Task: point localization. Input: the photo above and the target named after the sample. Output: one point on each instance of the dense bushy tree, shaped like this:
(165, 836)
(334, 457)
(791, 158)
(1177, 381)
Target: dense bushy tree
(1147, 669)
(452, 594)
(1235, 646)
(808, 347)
* * * *
• **Work instructions**: Can you quote every line of the records above, word for word?

• **Reply**:
Task: point localization. Input: the photo above and the target named after the sample. Output: one point on each instance of the dense bushy tree, shaped like this:
(165, 836)
(334, 457)
(791, 158)
(1177, 381)
Target: dense bushy tree
(1147, 669)
(452, 594)
(1235, 646)
(808, 347)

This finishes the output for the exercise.